Records provided: Begin

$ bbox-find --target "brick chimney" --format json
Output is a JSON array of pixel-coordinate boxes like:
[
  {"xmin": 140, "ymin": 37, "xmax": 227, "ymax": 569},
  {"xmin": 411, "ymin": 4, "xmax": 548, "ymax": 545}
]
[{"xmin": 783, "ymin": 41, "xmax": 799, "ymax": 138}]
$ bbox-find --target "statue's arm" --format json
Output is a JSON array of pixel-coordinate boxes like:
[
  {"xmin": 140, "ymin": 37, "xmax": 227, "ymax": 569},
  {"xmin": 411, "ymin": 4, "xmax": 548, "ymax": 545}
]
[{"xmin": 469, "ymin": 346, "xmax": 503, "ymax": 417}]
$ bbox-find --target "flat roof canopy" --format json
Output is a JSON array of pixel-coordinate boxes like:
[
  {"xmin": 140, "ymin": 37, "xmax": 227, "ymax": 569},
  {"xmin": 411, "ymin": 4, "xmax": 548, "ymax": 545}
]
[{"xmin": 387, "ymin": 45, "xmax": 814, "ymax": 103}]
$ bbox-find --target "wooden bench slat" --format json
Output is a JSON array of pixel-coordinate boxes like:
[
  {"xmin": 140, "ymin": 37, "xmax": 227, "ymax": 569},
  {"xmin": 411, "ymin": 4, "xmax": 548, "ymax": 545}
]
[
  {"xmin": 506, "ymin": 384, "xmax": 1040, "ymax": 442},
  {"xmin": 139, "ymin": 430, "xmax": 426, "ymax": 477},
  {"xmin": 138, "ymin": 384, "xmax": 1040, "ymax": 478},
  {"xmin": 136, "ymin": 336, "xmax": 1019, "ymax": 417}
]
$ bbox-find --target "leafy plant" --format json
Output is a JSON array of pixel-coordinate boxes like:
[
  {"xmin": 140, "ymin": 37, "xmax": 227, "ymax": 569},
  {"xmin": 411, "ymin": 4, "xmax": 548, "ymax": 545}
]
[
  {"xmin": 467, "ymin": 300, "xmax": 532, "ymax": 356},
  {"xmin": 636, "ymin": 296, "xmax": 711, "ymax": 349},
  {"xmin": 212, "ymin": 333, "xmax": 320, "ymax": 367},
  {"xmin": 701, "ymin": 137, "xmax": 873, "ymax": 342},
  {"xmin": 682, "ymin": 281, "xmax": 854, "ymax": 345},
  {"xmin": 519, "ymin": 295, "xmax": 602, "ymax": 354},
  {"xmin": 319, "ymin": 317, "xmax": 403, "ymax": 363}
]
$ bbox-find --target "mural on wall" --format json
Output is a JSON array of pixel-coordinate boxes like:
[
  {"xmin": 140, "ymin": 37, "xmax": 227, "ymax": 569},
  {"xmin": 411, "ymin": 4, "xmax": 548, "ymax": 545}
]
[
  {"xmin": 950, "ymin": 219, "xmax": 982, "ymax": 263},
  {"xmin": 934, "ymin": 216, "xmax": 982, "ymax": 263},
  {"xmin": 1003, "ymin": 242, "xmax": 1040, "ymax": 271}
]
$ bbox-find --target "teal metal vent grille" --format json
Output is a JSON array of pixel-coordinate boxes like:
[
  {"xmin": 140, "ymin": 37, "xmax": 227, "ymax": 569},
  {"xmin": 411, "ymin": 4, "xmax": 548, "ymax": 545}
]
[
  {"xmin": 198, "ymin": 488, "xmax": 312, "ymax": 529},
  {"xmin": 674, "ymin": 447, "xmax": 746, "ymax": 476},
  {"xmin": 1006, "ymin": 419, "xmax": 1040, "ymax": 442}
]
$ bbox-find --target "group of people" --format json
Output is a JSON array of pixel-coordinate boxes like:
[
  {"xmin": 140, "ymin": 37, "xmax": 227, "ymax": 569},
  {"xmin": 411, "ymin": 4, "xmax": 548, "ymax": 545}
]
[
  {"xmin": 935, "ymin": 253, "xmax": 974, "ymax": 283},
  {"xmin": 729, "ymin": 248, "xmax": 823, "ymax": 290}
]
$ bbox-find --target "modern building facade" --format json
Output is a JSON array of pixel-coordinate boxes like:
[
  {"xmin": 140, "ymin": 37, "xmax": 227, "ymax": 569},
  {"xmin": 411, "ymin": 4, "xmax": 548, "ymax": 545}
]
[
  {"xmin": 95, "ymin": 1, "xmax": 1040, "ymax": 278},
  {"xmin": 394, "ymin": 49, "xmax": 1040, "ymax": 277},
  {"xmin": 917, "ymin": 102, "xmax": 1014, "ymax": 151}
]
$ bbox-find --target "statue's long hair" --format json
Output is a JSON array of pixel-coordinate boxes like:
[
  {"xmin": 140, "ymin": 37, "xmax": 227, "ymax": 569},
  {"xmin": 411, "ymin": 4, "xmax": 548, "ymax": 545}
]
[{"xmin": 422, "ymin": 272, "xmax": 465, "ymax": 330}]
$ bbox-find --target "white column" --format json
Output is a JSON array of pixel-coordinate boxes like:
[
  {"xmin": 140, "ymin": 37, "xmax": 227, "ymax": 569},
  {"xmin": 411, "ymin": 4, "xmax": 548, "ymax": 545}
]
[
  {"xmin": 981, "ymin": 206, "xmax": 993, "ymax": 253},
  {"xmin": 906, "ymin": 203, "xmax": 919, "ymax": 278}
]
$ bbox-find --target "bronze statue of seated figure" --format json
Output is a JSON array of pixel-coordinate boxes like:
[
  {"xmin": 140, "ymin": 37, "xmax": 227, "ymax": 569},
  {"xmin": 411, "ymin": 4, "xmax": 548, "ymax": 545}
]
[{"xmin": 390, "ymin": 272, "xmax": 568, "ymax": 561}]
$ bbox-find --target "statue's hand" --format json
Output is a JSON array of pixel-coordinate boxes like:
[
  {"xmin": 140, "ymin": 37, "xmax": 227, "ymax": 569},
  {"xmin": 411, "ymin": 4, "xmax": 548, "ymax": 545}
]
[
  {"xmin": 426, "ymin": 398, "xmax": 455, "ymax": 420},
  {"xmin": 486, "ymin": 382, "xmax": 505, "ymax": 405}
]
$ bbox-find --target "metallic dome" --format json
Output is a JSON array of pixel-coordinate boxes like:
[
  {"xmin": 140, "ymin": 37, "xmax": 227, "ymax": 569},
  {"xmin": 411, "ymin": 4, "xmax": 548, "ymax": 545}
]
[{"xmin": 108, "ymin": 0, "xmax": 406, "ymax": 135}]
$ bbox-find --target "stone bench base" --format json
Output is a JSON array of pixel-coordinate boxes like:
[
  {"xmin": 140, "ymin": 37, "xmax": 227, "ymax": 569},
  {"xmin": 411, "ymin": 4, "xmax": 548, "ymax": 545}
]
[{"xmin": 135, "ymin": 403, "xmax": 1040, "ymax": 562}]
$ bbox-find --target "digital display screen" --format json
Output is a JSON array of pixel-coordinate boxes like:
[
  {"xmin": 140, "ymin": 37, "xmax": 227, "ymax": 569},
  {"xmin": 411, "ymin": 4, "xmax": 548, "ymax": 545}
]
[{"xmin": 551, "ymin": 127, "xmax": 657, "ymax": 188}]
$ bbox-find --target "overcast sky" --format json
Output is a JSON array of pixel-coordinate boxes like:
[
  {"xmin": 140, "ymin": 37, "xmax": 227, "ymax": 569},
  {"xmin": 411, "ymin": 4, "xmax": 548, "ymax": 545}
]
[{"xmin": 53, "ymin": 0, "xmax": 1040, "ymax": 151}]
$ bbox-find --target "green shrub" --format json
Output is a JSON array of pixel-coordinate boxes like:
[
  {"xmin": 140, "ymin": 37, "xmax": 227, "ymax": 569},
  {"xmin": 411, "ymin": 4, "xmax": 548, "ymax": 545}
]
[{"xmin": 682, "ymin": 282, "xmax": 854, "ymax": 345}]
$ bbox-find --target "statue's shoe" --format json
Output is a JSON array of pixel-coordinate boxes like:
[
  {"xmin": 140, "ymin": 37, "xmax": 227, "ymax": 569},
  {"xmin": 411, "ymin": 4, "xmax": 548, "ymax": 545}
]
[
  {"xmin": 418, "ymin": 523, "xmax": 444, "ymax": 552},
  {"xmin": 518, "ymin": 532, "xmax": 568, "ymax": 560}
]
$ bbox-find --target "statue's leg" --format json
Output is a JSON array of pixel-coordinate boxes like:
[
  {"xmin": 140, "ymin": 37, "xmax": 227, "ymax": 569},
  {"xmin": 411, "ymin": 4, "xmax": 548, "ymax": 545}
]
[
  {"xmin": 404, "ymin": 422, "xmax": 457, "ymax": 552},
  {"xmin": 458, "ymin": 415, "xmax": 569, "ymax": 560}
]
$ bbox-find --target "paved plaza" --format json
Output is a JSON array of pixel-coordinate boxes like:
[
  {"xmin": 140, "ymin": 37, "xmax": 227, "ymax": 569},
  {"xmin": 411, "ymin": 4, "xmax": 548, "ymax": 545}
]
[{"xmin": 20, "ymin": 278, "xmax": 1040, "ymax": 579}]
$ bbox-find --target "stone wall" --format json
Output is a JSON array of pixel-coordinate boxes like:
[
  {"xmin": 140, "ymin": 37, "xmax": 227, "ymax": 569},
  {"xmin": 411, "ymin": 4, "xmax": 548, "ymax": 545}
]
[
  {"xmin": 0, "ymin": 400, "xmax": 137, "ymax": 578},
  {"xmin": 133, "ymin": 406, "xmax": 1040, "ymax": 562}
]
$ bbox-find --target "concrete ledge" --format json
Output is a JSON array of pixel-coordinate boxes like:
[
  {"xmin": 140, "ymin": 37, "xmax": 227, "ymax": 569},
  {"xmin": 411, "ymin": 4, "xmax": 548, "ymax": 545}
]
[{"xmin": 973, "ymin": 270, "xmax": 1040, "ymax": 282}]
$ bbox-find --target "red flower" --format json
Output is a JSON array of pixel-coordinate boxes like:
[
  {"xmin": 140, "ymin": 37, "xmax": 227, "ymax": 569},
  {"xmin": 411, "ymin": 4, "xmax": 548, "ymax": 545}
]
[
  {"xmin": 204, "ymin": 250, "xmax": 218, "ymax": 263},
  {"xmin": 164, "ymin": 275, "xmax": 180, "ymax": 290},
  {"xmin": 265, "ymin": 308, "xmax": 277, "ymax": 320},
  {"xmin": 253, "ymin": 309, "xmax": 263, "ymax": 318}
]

Records provided: End

Some lines in the data above hold the string "stone". Find and copy each of them.

$ bbox-find --target "stone bench base" --format json
$ bbox-find --target "stone wall" --format json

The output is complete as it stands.